ACTION ITEM: Reproduce word for word the passage of the film reviews that opens with the words containing "All Or Nothing (2002)" and closes with "Vera Drake (2004)".

TEXT SHOWN:
All Or Nothing (2002)

Bored, middle-aged couple Timothy Spall and Lesley Manville do their best to keep it together while their children live in emotional misery. Their son is a foul-mouthed git who sits on his lazy duff and watches TV all day, while their daughter works in a nursing home and retreats into her own personal silence to escape her unhappiness. Meanwhile, their neighbours have problems of their own, with one couple marred by the wife’s alcoholism and their daughter’s promiscuity, while neighbour Ruth Sheen (in a delightful standout performance) has to deal with her daughter’s abusive relationship to an undeserving boy while her own optimism seems to be out of place in her surroundings. It doesn’t go anywhere we never knew Mike Leigh to go before, but it is full of marvellous moments.

Vera Drake (2004)

Imelda Staunton plays a 1950s’ charwoman whose family is not aware of her frequent visits to desperate pregnant women. Many of these girls are young teenagers who need abortions to escape the wrath of their family, the rejection of their society, or the worsening of their already dire economic circumstances. Drake has performed the procedure on countless young women for years before an unfortunate incident with a girl who nearly dies gets her caught by the police and brought in on criminal charges. This quietly-told, perfectly acted melodrama benefits from a sterling cast and an awe-inspiring performance by Staunton in the lead. It wisely chooses not to argue the morality of its controversial theme but instead examines the situations that bring about the desire for them in the first place: almost all the women in this film are trying to save their own lives by risking them in order to to get out of a socially demonized position.

Happy-Go-Lucky (2008)

DATA LISTING:
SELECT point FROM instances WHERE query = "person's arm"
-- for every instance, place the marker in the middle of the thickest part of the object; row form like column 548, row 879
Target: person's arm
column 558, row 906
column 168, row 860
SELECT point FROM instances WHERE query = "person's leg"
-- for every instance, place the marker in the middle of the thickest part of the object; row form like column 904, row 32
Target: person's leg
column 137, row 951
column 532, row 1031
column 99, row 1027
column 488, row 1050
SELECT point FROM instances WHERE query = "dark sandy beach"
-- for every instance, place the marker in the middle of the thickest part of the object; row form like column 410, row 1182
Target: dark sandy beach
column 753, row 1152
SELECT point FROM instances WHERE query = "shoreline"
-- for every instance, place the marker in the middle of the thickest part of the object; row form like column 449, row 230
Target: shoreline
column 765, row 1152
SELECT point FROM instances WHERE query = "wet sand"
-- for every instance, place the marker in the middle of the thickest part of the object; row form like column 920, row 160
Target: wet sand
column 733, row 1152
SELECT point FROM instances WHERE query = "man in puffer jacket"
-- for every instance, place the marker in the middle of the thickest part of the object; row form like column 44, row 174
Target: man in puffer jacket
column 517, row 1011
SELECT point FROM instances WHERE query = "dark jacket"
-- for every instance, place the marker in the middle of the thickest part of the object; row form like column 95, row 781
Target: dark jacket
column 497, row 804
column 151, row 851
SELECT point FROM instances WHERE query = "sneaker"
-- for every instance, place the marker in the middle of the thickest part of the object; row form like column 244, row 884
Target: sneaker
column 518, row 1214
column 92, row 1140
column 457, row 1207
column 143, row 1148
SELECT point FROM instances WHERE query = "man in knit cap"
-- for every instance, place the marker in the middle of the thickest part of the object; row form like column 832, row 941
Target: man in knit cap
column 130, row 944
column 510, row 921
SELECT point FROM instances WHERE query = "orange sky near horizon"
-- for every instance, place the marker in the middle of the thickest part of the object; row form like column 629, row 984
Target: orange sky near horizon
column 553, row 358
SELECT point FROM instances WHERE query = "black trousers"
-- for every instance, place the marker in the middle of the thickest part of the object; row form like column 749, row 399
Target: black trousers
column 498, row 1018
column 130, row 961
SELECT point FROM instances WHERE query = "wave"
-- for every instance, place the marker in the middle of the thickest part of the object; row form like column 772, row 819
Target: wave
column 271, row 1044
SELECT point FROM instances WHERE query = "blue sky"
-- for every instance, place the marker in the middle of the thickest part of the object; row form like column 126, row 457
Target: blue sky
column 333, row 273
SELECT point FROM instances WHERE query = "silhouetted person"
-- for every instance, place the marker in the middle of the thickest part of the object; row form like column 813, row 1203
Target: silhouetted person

ANSWER AREA:
All Or Nothing (2002)

Bored, middle-aged couple Timothy Spall and Lesley Manville do their best to keep it together while their children live in emotional misery. Their son is a foul-mouthed git who sits on his lazy duff and watches TV all day, while their daughter works in a nursing home and retreats into her own personal silence to escape her unhappiness. Meanwhile, their neighbours have problems of their own, with one couple marred by the wife’s alcoholism and their daughter’s promiscuity, while neighbour Ruth Sheen (in a delightful standout performance) has to deal with her daughter’s abusive relationship to an undeserving boy while her own optimism seems to be out of place in her surroundings. It doesn’t go anywhere we never knew Mike Leigh to go before, but it is full of marvellous moments.

Vera Drake (2004)